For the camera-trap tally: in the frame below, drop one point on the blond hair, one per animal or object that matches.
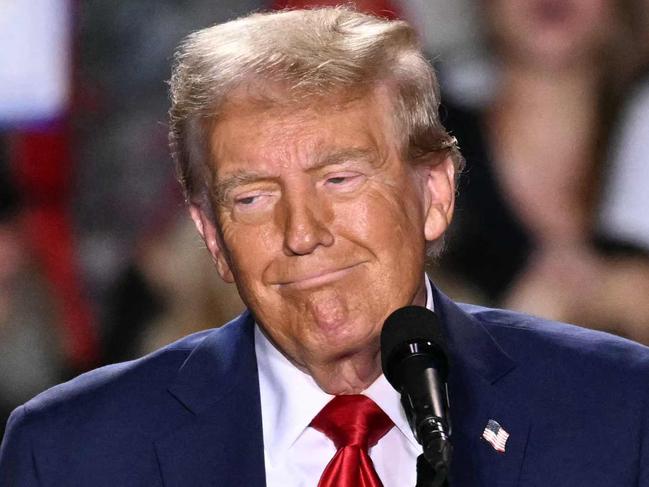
(310, 54)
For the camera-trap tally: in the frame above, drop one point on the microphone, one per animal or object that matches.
(413, 356)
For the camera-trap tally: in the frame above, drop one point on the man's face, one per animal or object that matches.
(322, 226)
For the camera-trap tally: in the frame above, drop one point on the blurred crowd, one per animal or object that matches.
(549, 100)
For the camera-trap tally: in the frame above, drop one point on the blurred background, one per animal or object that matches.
(549, 100)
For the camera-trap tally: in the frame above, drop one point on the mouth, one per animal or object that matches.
(317, 279)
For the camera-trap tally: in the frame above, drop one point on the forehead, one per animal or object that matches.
(259, 133)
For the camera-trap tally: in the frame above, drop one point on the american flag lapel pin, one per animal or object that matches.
(495, 435)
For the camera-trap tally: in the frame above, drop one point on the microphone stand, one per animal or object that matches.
(427, 476)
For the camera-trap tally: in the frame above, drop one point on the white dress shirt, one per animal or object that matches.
(296, 454)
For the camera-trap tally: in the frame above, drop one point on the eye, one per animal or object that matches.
(252, 201)
(337, 180)
(246, 200)
(344, 181)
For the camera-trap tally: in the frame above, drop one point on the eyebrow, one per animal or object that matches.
(222, 187)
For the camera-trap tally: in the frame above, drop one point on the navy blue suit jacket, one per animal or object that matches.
(575, 404)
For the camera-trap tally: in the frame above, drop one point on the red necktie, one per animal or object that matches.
(354, 423)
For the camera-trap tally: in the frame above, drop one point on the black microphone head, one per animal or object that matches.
(404, 328)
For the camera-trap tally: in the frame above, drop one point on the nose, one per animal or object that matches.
(307, 224)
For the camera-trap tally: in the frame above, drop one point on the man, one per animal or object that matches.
(319, 175)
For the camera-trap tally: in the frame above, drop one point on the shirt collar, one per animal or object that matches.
(291, 398)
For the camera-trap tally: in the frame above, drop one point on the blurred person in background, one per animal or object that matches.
(536, 158)
(31, 351)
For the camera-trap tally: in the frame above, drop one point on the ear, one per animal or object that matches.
(440, 198)
(206, 226)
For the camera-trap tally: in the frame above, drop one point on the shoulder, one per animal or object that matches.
(528, 339)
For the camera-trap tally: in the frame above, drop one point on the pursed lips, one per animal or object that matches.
(317, 278)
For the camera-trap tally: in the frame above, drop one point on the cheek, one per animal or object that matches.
● ● ● ● ● ● ●
Problem statement
In your copy of the records above, include no pictures and match every line exactly.

Answer space
For the camera-trap tally: in the frame below, drop one point on the blond hair, one per animal or object that matches.
(310, 54)
For the camera-trap tally: in the frame above, drop one point on the microphone, one per animal or object that matches.
(413, 356)
For the camera-trap tally: in the frame above, drop one point on the man's face, one per animal or object that matches.
(322, 226)
For the camera-trap tally: in the frame above, drop one point on the blurred crowd, one per animal or object that matches.
(549, 100)
For the camera-trap tally: in the frame above, drop one point on the blurred background, one per animal or object that matches.
(549, 100)
For the camera-trap tally: in the frame above, drop one point on the mouth, one per animal or object that matches.
(317, 279)
For the camera-trap tally: in the frame above, drop one point on the forehead, one per animal or object that matches.
(259, 133)
For the camera-trap tally: in the frame above, drop one point on the american flag lapel pin, one per animal or object that matches.
(495, 435)
For the camera-trap tally: in the frame above, drop one point on the microphone stand, one per animal or object that matches.
(427, 476)
For the camera-trap tally: in the frame above, drop one point on the white dress shirt, one per animal or object that matches.
(296, 454)
For the camera-trap tally: in the frame above, drop one point on the eye, one per animal or object that matches.
(252, 201)
(337, 180)
(246, 200)
(344, 181)
For the camera-trap tally: in the frame above, drop one point on the eyebrow, one per animal or object that matches.
(222, 187)
For the camera-trap tally: in the frame above, drop one point on the navy blue suit jacket, one per animal or object that matches.
(575, 404)
For the camera-trap tally: in the frame above, drop one point on the red necktie, one per animal or object that matches.
(354, 423)
For the camera-trap tally: in the frame above, drop one point on the black microphone head, one per animal or object that matches.
(404, 328)
For the camera-trap tally: in the frame above, drop one point on the nose, one per animal or object that matches.
(307, 224)
For the camera-trap tally: in the frame above, drop one point on the man, one per animal or object that matches.
(319, 175)
For the camera-trap tally: in the frame above, drop one point on the shirt collar, one per animal or object that matches.
(291, 398)
For the camera-trap tally: in the frame above, drop one point on the blurred person in background, one per animal or object that matches.
(536, 158)
(31, 351)
For the camera-trap tally: in the frame above, drop one point on the ear, one per animal or object that matches.
(440, 198)
(206, 226)
For the camera-trap tally: in the frame above, drop one point on the shoulder, one per animal or object that matches.
(528, 339)
For the camera-trap tally: in the frame above, drop one point on the pursed lips, one per animal or object that matches.
(317, 278)
For the camera-trap tally: in the frame above, drop one point on the cheek, one per animal or object that matches.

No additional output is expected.